------ SUPPLIED MATERIAL ------

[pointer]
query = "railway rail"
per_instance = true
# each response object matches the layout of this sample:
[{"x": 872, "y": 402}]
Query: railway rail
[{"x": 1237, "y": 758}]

------

Reproduce the data shown above exactly.

__RESPONSE__
[pointer]
query = "railway rail"
per_instance = true
# each response object matches the layout of this sample:
[{"x": 872, "y": 402}]
Query: railway rail
[{"x": 1237, "y": 758}]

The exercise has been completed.